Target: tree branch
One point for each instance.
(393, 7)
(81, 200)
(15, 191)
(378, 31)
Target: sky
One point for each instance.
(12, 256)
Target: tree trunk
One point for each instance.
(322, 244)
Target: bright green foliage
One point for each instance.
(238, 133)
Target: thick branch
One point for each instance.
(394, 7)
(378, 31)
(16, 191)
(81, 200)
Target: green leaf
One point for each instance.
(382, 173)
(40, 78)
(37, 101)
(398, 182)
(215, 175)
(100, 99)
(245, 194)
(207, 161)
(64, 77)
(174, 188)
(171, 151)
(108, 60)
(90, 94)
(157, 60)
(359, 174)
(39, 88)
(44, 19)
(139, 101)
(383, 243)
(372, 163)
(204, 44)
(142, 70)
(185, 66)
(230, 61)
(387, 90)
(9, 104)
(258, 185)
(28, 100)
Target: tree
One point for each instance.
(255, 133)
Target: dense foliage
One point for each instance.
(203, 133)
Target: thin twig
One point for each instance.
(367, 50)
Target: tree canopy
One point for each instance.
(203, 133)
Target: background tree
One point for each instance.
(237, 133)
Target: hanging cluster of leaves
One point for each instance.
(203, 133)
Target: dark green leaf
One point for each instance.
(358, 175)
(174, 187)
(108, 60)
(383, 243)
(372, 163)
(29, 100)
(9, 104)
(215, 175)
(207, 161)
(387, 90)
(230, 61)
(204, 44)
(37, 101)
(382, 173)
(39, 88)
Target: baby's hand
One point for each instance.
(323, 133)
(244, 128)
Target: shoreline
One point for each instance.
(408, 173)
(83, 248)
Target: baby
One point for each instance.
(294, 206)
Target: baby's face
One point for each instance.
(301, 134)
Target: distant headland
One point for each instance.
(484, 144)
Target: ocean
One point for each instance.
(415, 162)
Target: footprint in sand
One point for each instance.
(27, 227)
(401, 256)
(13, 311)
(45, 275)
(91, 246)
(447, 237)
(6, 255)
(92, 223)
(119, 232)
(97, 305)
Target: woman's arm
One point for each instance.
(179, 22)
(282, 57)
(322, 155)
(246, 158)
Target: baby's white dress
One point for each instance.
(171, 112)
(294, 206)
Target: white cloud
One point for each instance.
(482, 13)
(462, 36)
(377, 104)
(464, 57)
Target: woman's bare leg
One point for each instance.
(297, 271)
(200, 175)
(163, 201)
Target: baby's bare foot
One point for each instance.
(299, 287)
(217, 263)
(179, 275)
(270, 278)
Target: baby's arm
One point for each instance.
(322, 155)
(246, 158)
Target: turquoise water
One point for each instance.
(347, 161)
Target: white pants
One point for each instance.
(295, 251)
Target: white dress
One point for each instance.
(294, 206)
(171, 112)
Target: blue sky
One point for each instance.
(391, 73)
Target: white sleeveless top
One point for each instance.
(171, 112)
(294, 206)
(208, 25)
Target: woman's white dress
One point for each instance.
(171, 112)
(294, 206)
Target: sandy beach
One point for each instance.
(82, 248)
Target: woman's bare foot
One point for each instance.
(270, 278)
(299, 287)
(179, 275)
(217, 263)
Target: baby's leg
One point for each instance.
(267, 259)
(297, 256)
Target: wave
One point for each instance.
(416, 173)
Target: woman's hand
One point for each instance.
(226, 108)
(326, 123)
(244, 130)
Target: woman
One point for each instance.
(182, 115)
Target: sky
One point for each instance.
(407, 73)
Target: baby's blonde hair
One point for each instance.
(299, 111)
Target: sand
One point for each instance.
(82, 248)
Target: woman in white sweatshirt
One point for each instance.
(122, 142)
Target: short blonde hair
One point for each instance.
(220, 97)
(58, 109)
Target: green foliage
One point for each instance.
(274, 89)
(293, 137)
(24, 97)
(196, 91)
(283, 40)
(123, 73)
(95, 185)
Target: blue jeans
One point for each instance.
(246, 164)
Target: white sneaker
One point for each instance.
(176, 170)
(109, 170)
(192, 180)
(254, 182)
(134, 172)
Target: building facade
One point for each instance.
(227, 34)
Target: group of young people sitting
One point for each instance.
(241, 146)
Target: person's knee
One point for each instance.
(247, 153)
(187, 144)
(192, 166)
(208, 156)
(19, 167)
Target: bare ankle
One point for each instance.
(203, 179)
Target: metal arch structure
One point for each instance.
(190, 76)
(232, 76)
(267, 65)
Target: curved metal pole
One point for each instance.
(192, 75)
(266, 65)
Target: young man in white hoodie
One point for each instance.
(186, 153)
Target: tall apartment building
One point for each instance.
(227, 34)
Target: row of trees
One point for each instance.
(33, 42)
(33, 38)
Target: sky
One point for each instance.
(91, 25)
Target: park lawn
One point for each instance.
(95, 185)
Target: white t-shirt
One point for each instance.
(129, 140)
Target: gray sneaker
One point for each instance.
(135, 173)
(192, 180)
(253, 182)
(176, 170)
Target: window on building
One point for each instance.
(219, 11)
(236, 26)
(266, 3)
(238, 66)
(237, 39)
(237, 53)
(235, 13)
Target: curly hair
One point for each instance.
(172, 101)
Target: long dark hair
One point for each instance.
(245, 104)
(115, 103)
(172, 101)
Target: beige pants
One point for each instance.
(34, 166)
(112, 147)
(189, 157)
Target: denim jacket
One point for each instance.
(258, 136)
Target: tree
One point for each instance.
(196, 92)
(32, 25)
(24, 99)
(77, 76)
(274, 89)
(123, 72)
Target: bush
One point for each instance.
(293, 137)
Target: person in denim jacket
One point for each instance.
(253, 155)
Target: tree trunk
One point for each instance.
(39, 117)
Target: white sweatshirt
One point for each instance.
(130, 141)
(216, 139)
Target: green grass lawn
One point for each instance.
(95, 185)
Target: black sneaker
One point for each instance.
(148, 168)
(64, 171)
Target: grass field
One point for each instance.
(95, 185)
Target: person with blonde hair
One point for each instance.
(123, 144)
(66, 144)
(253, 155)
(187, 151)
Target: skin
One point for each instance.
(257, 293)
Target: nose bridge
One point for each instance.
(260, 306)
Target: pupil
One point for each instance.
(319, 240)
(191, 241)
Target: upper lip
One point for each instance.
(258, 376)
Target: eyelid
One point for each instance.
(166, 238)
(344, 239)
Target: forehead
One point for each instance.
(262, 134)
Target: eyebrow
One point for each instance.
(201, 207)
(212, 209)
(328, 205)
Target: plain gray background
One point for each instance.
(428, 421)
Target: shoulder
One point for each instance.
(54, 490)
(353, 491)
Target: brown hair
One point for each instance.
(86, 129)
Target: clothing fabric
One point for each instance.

:::::

EXERCISE:
With the first line being the one containing "Target: hanging cluster of leaves" and the last line the one containing "Target: baby's hand", transcribe exactly the lines above that fall in that range.

YOUR RESPONSE:
Target: hanging cluster of leaves
One point for each instance.
(203, 133)
Target: dark green leaf
One point for each instance.
(358, 175)
(174, 187)
(108, 60)
(383, 243)
(372, 163)
(29, 100)
(9, 104)
(215, 175)
(207, 161)
(387, 90)
(230, 61)
(204, 44)
(37, 101)
(382, 173)
(39, 88)
Target: baby's hand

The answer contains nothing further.